Task details: Copy out the records again. Change nothing.

Supplied entries:
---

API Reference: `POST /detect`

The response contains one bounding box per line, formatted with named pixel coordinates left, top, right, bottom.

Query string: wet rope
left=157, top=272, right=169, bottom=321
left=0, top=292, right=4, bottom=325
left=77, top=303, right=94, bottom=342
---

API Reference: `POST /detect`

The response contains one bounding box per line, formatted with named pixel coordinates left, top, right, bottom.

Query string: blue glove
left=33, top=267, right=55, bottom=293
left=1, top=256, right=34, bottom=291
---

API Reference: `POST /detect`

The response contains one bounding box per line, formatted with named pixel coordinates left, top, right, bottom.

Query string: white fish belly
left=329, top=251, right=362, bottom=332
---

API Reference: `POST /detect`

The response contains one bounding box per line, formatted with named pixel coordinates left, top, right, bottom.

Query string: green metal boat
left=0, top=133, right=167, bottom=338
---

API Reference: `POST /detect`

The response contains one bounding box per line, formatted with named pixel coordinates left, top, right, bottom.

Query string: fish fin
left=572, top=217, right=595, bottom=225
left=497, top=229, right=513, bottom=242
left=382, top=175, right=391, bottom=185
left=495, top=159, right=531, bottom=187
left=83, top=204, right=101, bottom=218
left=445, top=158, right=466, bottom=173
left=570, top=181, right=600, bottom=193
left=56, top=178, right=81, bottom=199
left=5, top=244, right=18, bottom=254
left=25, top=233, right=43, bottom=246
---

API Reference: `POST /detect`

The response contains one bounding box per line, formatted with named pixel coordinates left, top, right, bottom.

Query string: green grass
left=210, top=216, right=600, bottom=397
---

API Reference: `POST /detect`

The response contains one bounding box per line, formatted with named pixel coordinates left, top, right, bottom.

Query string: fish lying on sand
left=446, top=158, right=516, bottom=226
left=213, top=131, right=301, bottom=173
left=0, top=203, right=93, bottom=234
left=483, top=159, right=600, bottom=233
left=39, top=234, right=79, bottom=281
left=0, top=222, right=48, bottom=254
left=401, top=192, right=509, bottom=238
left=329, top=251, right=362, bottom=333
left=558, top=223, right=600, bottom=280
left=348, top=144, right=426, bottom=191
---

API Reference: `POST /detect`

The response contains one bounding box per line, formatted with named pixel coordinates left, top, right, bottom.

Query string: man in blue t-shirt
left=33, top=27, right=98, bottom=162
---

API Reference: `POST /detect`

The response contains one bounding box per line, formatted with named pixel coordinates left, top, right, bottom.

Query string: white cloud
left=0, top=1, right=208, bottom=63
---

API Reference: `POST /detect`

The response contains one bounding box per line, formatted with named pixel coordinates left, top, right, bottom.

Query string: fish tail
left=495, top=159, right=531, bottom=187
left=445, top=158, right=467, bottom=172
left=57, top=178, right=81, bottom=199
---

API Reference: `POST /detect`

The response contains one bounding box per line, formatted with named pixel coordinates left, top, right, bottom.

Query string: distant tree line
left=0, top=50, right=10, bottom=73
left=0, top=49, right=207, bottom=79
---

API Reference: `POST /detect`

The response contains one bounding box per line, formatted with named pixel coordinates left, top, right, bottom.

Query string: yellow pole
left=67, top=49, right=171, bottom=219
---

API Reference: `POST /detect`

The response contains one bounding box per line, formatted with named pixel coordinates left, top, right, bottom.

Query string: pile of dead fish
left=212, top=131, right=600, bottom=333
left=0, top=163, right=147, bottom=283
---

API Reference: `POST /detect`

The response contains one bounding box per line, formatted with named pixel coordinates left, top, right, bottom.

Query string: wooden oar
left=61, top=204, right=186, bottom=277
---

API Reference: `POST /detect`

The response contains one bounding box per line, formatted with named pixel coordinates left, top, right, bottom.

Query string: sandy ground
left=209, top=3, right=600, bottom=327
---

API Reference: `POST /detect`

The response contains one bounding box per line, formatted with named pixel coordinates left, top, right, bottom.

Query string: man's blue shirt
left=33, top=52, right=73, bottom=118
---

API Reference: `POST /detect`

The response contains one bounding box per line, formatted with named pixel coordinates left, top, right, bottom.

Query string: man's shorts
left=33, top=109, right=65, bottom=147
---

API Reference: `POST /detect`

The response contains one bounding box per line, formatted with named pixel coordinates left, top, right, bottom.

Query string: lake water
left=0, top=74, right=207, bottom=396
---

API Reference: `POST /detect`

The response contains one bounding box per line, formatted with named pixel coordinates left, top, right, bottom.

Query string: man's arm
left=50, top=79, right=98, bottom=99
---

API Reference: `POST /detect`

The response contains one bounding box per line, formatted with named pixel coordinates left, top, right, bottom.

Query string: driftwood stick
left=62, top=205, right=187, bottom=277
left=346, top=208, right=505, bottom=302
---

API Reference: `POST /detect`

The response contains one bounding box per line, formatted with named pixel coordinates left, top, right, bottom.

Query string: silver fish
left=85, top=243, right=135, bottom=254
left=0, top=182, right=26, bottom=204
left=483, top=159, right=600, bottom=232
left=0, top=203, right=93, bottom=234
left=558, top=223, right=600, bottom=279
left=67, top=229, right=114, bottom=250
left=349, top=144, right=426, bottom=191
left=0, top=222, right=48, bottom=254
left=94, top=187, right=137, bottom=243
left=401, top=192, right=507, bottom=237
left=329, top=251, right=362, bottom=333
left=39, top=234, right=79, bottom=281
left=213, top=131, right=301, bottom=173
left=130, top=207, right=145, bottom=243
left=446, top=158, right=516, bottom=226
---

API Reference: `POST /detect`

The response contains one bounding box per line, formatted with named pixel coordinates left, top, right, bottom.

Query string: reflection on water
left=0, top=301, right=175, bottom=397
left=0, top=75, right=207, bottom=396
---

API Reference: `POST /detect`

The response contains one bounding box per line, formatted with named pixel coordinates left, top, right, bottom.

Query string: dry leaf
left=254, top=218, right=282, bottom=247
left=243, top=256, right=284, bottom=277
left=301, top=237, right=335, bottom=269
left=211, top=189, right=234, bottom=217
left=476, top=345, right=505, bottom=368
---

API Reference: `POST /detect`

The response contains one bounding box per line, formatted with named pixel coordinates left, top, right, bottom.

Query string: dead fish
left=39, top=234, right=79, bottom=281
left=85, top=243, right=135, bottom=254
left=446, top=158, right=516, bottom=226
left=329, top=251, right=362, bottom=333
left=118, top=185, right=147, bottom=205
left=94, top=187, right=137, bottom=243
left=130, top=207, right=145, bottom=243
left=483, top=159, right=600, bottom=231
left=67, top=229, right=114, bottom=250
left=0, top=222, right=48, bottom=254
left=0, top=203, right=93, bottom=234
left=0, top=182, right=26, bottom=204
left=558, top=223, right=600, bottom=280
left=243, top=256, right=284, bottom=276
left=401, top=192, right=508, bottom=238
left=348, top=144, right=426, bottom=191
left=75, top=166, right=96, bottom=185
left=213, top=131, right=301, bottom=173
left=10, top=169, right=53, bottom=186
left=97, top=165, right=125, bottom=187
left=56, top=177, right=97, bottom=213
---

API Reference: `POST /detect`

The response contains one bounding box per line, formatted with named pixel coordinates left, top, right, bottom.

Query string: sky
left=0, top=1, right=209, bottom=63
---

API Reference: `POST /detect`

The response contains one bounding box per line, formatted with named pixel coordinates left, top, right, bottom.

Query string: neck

Exercise result:
---

API Reference: `POST /detect`

The response contains one bounding box per line, formatted with named pixel coordinates left, top, right, bottom.

Query string: wet rope
left=157, top=272, right=169, bottom=321
left=0, top=292, right=4, bottom=325
left=77, top=303, right=94, bottom=342
---

API Reference: `POST /detect`

The response contains one bounding box per line, formatted with named pixel coordinates left, top, right, bottom.

Query string: blue glove
left=33, top=267, right=55, bottom=293
left=1, top=256, right=34, bottom=291
---

API Reference: `POST /detect`

The response contains one bounding box per line, formatted with named pixel coordinates left, top, right, bottom.

Query string: white fish belly
left=329, top=251, right=362, bottom=332
---

API Reference: `POST /detect`

The response contains one bounding box per line, formatted with named pixel coordinates left, top, right, bottom.

Query string: green metal boat
left=0, top=133, right=167, bottom=338
---

API Reference: `POST /detect`

The response contains one bounding box per line, formatted with named pixel coordinates left, top, right, bottom.

Query string: fish fin
left=572, top=217, right=595, bottom=225
left=497, top=229, right=513, bottom=242
left=382, top=175, right=391, bottom=185
left=495, top=159, right=531, bottom=187
left=83, top=204, right=101, bottom=218
left=445, top=158, right=466, bottom=173
left=570, top=181, right=600, bottom=193
left=56, top=178, right=81, bottom=199
left=5, top=244, right=18, bottom=254
left=25, top=233, right=43, bottom=246
---

API Reference: `POST /detect`

The response contains one bounding box per line, formatted with named pixel coordinates left, top, right, bottom.

Query string: green grass
left=210, top=216, right=600, bottom=397
---

API Reference: `POST /detect`

The response contains one bounding box per line, formatted with named pixel coordinates left, top, right, bottom.

Query string: fish lying on sand
left=446, top=158, right=516, bottom=226
left=213, top=131, right=301, bottom=173
left=0, top=203, right=93, bottom=234
left=483, top=159, right=600, bottom=233
left=39, top=234, right=79, bottom=281
left=0, top=222, right=48, bottom=254
left=401, top=192, right=509, bottom=238
left=329, top=251, right=362, bottom=333
left=558, top=223, right=600, bottom=280
left=348, top=144, right=426, bottom=191
---

API Reference: `POST /detect`

The response contains one bounding box per line, formatted with named pixel coordinates left, top, right, bottom.

Query string: man in blue t-shirt
left=33, top=27, right=98, bottom=162
---

API Reference: `POST /detect`

The response contains one bounding box per line, formatted with named pixel coordinates left, top, right, bottom.

Query string: white cloud
left=0, top=1, right=208, bottom=63
---

API Reference: `POST /detect`

The response contains one bounding box per line, formatted with named pixel coordinates left, top, right, bottom.

Query string: fish tail
left=495, top=159, right=531, bottom=187
left=445, top=158, right=467, bottom=172
left=57, top=178, right=81, bottom=199
---

API Reference: `POST /detect`

The response contains one bounding box per line, formatted with named pixel coordinates left, top, right, bottom.

Query string: distant tree line
left=0, top=50, right=10, bottom=73
left=0, top=49, right=207, bottom=79
---

API Reference: `POST /detect`

The response contains one bounding box per line, formatted with named pixel coordinates left, top, right, bottom.

Query string: yellow pole
left=67, top=49, right=171, bottom=219
---

API Reference: `POST /detect`

The response contains one bounding box per line, formatted with named pixel coordinates left, top, right, bottom.

Query string: pile of dead fish
left=212, top=131, right=600, bottom=333
left=0, top=163, right=147, bottom=283
---

API Reference: `POST /detect`

The response contains one bounding box per line, formatted with named pixel coordinates left, top, right, bottom.

Query string: wooden oar
left=61, top=204, right=186, bottom=277
---

API Reference: `POST /detect`

The response contains one bounding box per line, formatted with named pixel coordinates left, top, right, bottom.

Query string: sandy ground
left=209, top=3, right=600, bottom=327
---

API Reference: `POST /detect`

The response contains one bounding box per line, formatted with named pixel coordinates left, top, right, bottom.

Query string: man's blue shirt
left=33, top=52, right=73, bottom=118
---

API Reference: `POST /detect`

The response contains one bounding box per line, formatted with named pixel coordinates left, top, right, bottom.

Query string: man's shorts
left=33, top=109, right=65, bottom=147
---

API Reference: `POST /detect`

The response contains one bounding box per line, formatted with named pixel coordinates left, top, right, bottom.

Query string: lake water
left=0, top=74, right=207, bottom=396
---

API Reference: `POST /detect`

The response contains one bounding box per line, formatted with named pixel coordinates left, top, right, bottom.

Query string: man's arm
left=50, top=79, right=98, bottom=99
---

API Reference: `POST /detect`

The response contains one bounding box per line, formatted with named pixel coordinates left, top, right, bottom.

Query string: driftwood stick
left=62, top=205, right=187, bottom=277
left=346, top=208, right=505, bottom=302
---

API Reference: `POST /detect`

The response contains one bounding box per line, formatted with named pixel coordinates left, top, right, bottom.

Query string: silver fish
left=85, top=243, right=135, bottom=254
left=0, top=182, right=26, bottom=204
left=483, top=159, right=600, bottom=232
left=0, top=203, right=93, bottom=234
left=558, top=223, right=600, bottom=279
left=67, top=229, right=114, bottom=250
left=349, top=144, right=426, bottom=191
left=0, top=222, right=48, bottom=254
left=94, top=187, right=137, bottom=243
left=401, top=192, right=507, bottom=237
left=329, top=251, right=362, bottom=333
left=39, top=234, right=79, bottom=281
left=213, top=131, right=301, bottom=173
left=130, top=207, right=145, bottom=243
left=446, top=158, right=516, bottom=226
---

API Reference: `POST /detect`

The response contains one bounding box per line, formatted with named pixel coordinates left, top, right, bottom.

Query string: reflection on water
left=0, top=301, right=175, bottom=397
left=0, top=75, right=207, bottom=396
---

API Reference: `POST /detect`

The response contains one bounding box per line, formatted with named pixel coordinates left, top, right, bottom.

Query string: dry leaf
left=254, top=218, right=282, bottom=247
left=243, top=256, right=284, bottom=277
left=301, top=237, right=335, bottom=269
left=211, top=189, right=234, bottom=217
left=476, top=345, right=505, bottom=368
---

API Reference: `POST /detect`

The response contains one bounding box per line, formatted with named pixel coordinates left, top, right, bottom.

Query string: dead fish
left=39, top=234, right=79, bottom=281
left=85, top=243, right=135, bottom=254
left=446, top=158, right=516, bottom=226
left=329, top=251, right=362, bottom=333
left=118, top=185, right=147, bottom=205
left=94, top=187, right=137, bottom=243
left=130, top=207, right=145, bottom=243
left=483, top=159, right=600, bottom=231
left=67, top=229, right=114, bottom=250
left=0, top=222, right=48, bottom=254
left=0, top=203, right=93, bottom=234
left=0, top=182, right=26, bottom=204
left=558, top=223, right=600, bottom=280
left=243, top=256, right=284, bottom=276
left=401, top=192, right=508, bottom=238
left=348, top=144, right=426, bottom=191
left=75, top=166, right=96, bottom=185
left=213, top=131, right=301, bottom=173
left=10, top=169, right=53, bottom=186
left=97, top=165, right=125, bottom=187
left=56, top=177, right=97, bottom=213
---

API Reference: `POST /detect`

The response contains one bounding box per line, formatted with named pixel coordinates left, top, right, bottom.

Query string: sky
left=0, top=1, right=209, bottom=63
---

API Reference: `POST /detect`

The response contains one bounding box per line, formatted with named pixel coordinates left, top, right, bottom.

Query string: neck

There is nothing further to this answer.